- PROVIDED DATA
============================================================
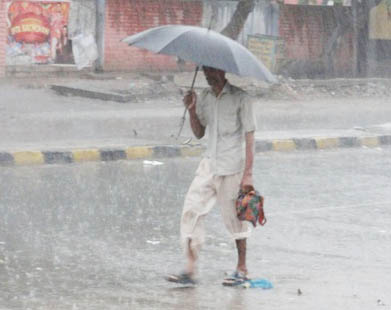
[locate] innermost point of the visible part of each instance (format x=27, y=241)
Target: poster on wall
x=38, y=32
x=319, y=2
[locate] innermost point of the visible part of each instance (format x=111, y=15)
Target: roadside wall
x=126, y=17
x=3, y=38
x=306, y=30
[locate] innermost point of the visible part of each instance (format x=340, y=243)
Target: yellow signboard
x=380, y=22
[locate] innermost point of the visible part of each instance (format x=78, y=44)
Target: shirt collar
x=226, y=89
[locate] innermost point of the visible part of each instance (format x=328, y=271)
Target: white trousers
x=204, y=193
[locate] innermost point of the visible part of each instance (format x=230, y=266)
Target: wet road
x=103, y=235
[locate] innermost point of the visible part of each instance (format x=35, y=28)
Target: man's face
x=214, y=76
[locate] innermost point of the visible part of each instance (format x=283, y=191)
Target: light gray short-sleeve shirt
x=227, y=118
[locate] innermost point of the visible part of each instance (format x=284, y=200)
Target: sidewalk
x=132, y=116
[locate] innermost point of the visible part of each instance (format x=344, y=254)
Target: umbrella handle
x=184, y=113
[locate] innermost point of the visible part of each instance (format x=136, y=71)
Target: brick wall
x=3, y=37
x=306, y=29
x=126, y=17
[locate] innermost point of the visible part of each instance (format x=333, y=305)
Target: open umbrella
x=204, y=47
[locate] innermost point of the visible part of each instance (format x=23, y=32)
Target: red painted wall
x=3, y=37
x=126, y=17
x=306, y=29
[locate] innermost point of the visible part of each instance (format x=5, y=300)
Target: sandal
x=235, y=279
x=182, y=278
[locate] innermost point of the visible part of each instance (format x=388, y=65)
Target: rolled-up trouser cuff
x=242, y=235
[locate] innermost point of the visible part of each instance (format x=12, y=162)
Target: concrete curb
x=108, y=95
x=25, y=158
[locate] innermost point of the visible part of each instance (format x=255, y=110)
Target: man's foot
x=182, y=278
x=236, y=278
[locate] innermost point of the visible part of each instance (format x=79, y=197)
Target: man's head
x=215, y=77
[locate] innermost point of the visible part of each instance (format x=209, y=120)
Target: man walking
x=226, y=112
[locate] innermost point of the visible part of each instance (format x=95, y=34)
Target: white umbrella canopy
x=203, y=47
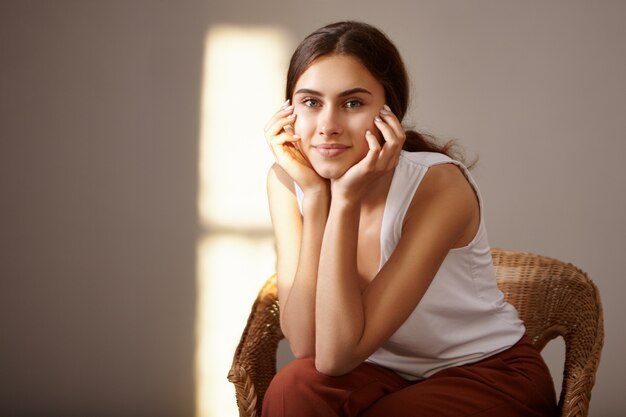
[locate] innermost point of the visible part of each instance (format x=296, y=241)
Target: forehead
x=336, y=73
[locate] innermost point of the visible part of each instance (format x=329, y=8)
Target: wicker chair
x=553, y=298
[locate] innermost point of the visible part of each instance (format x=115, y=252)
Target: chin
x=330, y=173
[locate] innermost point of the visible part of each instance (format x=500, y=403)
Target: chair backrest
x=555, y=299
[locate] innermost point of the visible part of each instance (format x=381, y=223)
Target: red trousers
x=514, y=383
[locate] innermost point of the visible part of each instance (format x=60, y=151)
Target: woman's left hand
x=378, y=161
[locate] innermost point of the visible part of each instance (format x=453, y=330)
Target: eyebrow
x=349, y=92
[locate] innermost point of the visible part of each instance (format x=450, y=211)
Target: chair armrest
x=254, y=364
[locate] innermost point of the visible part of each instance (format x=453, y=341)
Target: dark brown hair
x=380, y=56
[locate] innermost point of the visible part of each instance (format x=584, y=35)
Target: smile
x=331, y=150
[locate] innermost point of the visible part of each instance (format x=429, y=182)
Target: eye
x=310, y=102
x=353, y=104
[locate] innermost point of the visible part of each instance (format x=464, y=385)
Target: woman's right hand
x=282, y=140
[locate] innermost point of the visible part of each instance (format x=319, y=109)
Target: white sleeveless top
x=463, y=317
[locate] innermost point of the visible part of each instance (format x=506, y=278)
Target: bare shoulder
x=447, y=199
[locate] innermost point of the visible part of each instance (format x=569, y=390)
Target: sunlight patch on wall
x=244, y=72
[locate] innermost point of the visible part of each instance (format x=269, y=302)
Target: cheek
x=303, y=124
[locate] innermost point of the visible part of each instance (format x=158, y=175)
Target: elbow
x=301, y=350
x=332, y=367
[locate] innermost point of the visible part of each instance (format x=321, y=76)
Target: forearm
x=339, y=307
x=298, y=310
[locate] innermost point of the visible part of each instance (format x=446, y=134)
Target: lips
x=331, y=150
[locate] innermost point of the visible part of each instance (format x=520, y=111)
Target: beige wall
x=98, y=172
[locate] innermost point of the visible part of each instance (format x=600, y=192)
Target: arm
x=351, y=325
x=298, y=241
x=298, y=237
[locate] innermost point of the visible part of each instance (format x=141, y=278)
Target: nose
x=330, y=123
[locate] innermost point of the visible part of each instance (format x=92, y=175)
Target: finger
x=390, y=152
x=374, y=147
x=387, y=115
x=389, y=134
x=284, y=110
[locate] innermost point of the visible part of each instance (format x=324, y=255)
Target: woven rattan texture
x=552, y=297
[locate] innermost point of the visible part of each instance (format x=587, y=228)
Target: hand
x=378, y=161
x=283, y=142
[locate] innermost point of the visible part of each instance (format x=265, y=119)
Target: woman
x=387, y=292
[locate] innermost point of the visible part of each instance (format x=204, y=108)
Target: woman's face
x=336, y=100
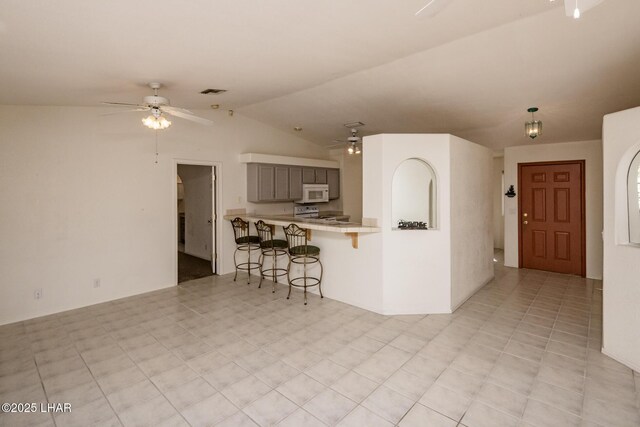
============================================================
- BRIEF
Omit the pictures and give the material again, exactly and in full.

- ANSWER AREA
[locate] innermost point of the visible part of each instance (format x=27, y=241)
Target: poster on wall
x=38, y=32
x=319, y=2
[locate] innermost point of the visible part of each instance (format x=111, y=15)
Target: roadside wall
x=126, y=17
x=3, y=38
x=306, y=30
[locate] innermost point of the visible part of each instance (format x=340, y=243)
Target: yellow signboard
x=380, y=22
[locate] innermost point of the visible part of each instance (format x=78, y=44)
Target: shirt collar
x=226, y=89
[locate] innermost point of the visible part of each instance (format x=328, y=271)
Target: white trousers
x=204, y=193
[locate] innermost point of the visible part of each instance (format x=230, y=266)
Target: wet road
x=103, y=235
[locate] innermost point of the visible part of each instance (format x=35, y=28)
Target: man's face
x=214, y=76
[locate] innermost point of the visible part of each instance (format x=283, y=191)
Target: light gray short-sleeve shirt
x=227, y=118
[locate] innermost point of the visible part of each instance (format x=284, y=200)
Target: sidewalk
x=132, y=116
[locate] innermost point of the visible part of each instance (format x=344, y=254)
Target: umbrella handle
x=184, y=113
[locate] innermost point of the visible part of each instance (format x=136, y=71)
Target: brick wall
x=3, y=37
x=306, y=29
x=126, y=17
[locate] innermost point of the visible part of each instance (format x=333, y=305)
Target: open umbrella
x=204, y=47
[locate] innermost point of the visible part of each instance (format x=23, y=32)
Target: red painted wall
x=3, y=37
x=126, y=17
x=306, y=29
[locate] innermost point of the visible part of each instance (format x=5, y=300)
Target: sandal
x=235, y=279
x=182, y=278
[locate] innermost point of the visible part of each instance (format x=388, y=65)
Target: rolled-up trouser cuff
x=242, y=235
[locate] innermost point of the visible part of each instance (format x=12, y=162)
Target: concrete curb
x=108, y=95
x=25, y=158
[locate] innermost point of the visible part of each instance (format x=255, y=110)
Target: man's foot
x=182, y=278
x=236, y=278
[locate] innermost point of the visible part of each instance (format x=79, y=197)
Target: man's head
x=215, y=77
[locate] innermost point of the visible part of each instance (format x=209, y=120)
Target: man walking
x=226, y=112
[locate] innermost point of the visible part of each instance (format x=95, y=34)
Target: white umbrella canopy
x=203, y=47
[locate] innermost point of the visible part of each instance (format x=296, y=241)
Target: forehead
x=336, y=73
[locate] innermost point of the visible part of each instance (format x=329, y=8)
Target: wicker chair
x=553, y=298
[locate] innermost point of the visible part of each instance (format x=115, y=252)
Target: chin
x=330, y=173
[locate] innermost point of the visible part of each instance (format x=500, y=403)
Target: chair backrest
x=555, y=299
[locate] innermost point of the visible part of each instance (format x=381, y=223)
Target: red trousers
x=514, y=383
[locate] innermost point of the visible part of each instance (format x=60, y=151)
Target: woman's left hand
x=378, y=161
[locate] innermost point of the visible part of each instance (format x=453, y=330)
Target: eyebrow
x=349, y=92
[locate] innermost point of the visible part of each instance (format x=450, y=211)
Target: chair armrest
x=254, y=364
[locate] innermost point of the visible part of each instance (format x=453, y=341)
Target: dark brown hair
x=380, y=56
[locate] innermost point of the visible part of each instance (format x=584, y=35)
Target: smile
x=331, y=150
[locate] innermost point of the visible part of each instance (format x=429, y=182)
Target: eye
x=310, y=102
x=353, y=104
[locate] innermost point of the visible part of each instance (format x=464, y=385)
Target: woman's right hand
x=282, y=140
[locate] innermost point of the visible part of each instance (format x=319, y=109)
Target: white sleeveless top
x=463, y=317
[locate] innermost point of the visible part of each instance (format x=506, y=278)
Target: bare shoulder
x=447, y=199
[locate] innermost point of the visible part of each instance (format x=569, y=390)
Target: sunlight patch on wall
x=244, y=72
[locate] innermost point of the visible part of each instance (format x=269, y=302)
Target: cheek
x=303, y=124
[locate] innermost point of the visible part of each instance (format x=158, y=175)
Target: elbow
x=301, y=350
x=332, y=367
[locate] innermost point of the visible part of each instance (format x=321, y=76)
Target: forearm
x=339, y=307
x=298, y=310
[locate] innermost point of the visible part of each instance (format x=446, y=134)
Target: lips
x=331, y=150
[locate] innermost point of the visible part of each instance (format x=520, y=111)
Target: beige wall
x=98, y=172
[locate] innermost point of the visible part of each instance (format x=600, y=192)
Target: arm
x=351, y=325
x=298, y=241
x=298, y=237
[locate] innermost point of the visible part of each instance (format x=141, y=278)
Target: nose
x=330, y=123
[locate] innermost point of the visible part of each instance (format x=92, y=175)
Target: finger
x=390, y=152
x=374, y=147
x=387, y=115
x=389, y=134
x=284, y=110
[locate] innermost point of the visible part of each instance (format x=324, y=255)
Target: woven rattan texture
x=552, y=297
[locate] innermost point of the visible part of each instance (format x=587, y=228)
Target: hand
x=378, y=161
x=283, y=142
[locate] innermost point of the visible part of each instance (format x=265, y=119)
Target: woman
x=387, y=292
[locate] innermost point of the visible part of each instance (format x=204, y=108)
Target: woman's face
x=336, y=100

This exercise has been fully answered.